Give the lines of the listing below as a numbered list, starting at the line that contains "Reviewer note: check that each instance of the deck" and stopping after the last line of the listing. Leave out any blank lines.

Start of INFORMATION SHOWN

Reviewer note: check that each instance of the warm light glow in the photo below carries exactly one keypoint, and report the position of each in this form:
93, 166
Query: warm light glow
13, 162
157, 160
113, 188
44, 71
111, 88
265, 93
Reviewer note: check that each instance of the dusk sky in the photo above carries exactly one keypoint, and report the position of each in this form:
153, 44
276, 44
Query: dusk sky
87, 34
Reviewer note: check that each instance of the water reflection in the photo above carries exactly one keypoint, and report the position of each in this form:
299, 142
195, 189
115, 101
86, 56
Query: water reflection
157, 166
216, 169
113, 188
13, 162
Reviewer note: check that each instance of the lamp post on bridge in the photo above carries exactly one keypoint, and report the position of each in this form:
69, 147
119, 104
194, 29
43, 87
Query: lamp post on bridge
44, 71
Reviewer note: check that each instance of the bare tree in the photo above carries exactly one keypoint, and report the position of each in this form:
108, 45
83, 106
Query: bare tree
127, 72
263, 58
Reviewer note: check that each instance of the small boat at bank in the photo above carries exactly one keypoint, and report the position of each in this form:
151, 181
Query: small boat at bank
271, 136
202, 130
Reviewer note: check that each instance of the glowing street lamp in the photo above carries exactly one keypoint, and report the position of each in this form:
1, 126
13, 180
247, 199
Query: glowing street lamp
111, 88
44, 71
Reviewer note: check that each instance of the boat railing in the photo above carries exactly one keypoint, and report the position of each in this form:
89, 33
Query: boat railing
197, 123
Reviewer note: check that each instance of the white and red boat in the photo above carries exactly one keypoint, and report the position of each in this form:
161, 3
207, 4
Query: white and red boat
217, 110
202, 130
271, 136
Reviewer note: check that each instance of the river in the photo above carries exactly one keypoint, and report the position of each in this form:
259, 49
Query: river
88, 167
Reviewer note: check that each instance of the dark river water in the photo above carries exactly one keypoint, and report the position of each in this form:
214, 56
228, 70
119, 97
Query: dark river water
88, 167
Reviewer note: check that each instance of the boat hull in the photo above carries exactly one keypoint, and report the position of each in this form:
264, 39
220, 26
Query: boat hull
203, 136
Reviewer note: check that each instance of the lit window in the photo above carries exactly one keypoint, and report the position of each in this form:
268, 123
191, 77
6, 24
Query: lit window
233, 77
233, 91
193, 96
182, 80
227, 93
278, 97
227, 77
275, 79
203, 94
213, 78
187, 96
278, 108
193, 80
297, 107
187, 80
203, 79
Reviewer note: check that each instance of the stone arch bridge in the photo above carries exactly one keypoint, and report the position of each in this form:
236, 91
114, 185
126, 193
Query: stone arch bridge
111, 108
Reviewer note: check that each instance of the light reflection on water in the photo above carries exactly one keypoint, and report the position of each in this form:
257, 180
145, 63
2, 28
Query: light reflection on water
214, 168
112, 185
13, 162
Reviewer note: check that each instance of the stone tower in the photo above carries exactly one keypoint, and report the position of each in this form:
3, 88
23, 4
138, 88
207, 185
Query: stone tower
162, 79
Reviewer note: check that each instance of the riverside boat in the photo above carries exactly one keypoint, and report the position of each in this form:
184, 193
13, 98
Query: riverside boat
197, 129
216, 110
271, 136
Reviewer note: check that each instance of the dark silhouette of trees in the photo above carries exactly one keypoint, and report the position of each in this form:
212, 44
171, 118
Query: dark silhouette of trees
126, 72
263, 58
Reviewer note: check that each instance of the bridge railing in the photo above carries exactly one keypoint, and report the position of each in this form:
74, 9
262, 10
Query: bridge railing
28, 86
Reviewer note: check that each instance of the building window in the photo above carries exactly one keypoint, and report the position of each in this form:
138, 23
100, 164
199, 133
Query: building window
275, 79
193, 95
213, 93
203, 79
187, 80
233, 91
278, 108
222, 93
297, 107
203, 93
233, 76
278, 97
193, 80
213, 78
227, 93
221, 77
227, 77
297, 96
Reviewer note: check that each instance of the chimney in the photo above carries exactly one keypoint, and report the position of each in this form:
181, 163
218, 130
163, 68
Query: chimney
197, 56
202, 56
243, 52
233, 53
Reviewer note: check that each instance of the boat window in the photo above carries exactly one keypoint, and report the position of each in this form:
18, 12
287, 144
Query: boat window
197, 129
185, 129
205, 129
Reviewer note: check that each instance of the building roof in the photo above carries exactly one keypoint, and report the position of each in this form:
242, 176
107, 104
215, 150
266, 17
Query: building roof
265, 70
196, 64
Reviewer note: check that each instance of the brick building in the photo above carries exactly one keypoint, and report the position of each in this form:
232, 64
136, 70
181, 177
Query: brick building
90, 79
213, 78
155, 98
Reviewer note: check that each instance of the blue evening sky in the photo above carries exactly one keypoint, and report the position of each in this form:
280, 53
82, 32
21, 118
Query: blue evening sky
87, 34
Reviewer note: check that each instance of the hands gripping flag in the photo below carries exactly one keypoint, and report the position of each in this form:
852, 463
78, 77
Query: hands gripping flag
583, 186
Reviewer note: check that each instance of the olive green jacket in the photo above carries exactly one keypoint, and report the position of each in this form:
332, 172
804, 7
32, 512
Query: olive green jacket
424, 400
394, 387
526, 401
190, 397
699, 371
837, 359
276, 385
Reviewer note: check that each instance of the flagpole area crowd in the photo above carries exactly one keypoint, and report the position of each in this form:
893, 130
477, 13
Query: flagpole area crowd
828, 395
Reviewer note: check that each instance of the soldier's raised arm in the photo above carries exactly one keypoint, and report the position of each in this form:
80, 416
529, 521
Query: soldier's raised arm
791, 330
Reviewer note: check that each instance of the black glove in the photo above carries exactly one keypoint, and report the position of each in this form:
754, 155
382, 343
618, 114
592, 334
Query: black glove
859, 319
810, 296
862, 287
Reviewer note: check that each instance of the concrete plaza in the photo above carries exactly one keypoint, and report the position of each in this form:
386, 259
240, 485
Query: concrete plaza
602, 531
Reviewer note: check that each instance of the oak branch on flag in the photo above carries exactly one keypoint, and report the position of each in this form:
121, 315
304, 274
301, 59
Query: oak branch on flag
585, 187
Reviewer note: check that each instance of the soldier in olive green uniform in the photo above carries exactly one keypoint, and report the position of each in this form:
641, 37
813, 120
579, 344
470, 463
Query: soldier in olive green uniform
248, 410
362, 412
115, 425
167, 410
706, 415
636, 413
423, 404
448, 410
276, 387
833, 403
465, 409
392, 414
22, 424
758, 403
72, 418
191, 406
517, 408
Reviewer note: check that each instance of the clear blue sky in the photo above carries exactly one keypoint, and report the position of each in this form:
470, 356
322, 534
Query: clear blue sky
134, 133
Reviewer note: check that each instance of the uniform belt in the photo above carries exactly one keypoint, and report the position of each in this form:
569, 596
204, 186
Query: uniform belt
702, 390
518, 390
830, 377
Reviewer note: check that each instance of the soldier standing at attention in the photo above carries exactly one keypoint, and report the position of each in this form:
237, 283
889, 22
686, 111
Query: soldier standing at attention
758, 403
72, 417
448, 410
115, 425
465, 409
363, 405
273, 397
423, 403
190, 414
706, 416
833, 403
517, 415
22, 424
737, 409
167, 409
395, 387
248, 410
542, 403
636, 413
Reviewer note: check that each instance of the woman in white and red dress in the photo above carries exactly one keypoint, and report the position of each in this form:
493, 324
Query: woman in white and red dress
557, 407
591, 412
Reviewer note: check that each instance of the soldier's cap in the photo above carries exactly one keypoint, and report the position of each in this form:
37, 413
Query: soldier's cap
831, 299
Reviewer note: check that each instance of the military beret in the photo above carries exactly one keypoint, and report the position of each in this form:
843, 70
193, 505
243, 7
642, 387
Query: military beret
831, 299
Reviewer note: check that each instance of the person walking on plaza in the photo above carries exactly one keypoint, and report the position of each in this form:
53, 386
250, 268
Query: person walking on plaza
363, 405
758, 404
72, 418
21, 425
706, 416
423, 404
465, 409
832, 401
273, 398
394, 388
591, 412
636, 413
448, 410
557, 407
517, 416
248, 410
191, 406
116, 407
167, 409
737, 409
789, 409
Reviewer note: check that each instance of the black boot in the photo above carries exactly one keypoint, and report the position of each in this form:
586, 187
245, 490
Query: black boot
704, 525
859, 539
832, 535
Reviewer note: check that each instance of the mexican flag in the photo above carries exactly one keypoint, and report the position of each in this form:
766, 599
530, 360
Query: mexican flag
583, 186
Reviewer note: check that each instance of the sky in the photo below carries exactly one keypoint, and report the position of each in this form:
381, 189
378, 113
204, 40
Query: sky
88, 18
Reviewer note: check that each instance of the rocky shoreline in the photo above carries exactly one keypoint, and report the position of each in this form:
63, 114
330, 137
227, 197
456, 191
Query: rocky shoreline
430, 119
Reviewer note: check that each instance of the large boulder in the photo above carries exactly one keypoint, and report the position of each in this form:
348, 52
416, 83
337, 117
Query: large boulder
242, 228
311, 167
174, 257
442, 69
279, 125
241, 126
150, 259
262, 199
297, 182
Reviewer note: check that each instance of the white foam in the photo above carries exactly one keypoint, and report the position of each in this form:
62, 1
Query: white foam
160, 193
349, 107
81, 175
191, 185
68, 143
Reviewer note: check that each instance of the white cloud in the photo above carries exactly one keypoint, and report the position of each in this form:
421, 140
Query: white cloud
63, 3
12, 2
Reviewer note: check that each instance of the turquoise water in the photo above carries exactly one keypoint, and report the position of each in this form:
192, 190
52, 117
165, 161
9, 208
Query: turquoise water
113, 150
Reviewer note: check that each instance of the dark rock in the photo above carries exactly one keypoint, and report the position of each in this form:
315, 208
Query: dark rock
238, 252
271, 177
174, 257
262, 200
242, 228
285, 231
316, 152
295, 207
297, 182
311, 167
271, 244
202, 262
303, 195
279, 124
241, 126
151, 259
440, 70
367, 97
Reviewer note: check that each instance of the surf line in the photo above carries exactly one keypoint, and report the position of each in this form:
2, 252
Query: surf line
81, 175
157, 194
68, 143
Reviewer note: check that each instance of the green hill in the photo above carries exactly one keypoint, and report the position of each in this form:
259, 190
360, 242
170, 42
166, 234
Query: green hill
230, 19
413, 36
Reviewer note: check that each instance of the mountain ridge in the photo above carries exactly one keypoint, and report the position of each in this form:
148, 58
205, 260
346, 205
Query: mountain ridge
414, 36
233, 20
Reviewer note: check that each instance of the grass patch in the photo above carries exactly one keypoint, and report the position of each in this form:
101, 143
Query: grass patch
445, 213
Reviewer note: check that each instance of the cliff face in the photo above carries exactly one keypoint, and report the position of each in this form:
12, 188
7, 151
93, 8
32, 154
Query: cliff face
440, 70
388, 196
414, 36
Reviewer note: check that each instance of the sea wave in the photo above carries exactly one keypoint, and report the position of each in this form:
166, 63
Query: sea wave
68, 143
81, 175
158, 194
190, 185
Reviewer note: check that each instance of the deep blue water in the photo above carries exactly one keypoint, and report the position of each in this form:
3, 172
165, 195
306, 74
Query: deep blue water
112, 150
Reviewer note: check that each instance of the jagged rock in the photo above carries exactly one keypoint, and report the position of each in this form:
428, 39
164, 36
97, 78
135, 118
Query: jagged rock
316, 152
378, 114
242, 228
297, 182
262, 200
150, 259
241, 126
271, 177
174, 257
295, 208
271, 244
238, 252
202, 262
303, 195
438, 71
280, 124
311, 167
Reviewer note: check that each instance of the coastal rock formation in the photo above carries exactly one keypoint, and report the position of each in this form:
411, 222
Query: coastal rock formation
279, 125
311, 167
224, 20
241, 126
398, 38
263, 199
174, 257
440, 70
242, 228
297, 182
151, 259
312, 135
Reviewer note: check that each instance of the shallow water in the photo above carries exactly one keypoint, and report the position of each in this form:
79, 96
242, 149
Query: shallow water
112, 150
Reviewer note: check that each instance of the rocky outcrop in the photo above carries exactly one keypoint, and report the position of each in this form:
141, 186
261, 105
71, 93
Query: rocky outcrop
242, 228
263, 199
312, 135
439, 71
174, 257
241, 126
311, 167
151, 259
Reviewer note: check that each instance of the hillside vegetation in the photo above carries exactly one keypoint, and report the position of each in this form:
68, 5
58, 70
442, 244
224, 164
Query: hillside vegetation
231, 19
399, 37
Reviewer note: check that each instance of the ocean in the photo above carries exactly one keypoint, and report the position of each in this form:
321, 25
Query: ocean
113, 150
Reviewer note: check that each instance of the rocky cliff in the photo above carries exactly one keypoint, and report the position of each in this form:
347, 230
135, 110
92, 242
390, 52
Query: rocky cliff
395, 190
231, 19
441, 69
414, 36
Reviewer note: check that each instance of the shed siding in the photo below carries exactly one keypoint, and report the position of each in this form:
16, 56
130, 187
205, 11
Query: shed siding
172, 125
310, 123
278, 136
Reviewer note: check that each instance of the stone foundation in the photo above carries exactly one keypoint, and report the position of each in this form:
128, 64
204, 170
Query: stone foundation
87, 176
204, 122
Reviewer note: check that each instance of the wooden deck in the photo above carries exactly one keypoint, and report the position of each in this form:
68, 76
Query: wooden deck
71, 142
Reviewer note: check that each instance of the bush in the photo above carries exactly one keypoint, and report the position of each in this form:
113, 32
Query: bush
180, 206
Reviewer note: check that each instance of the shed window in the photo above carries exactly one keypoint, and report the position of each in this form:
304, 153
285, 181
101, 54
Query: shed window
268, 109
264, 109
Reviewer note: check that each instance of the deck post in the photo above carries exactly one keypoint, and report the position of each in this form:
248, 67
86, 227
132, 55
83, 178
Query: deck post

End of INFORMATION SHOWN

◆ ANSWER TO THIS TASK ◆
1. Reviewer note: check that each instance of the deck post in the photo above carries exactly one keypoint, and report the position of each in this form:
2. 248, 67
3. 86, 227
4. 132, 55
5. 83, 178
6. Query: deck post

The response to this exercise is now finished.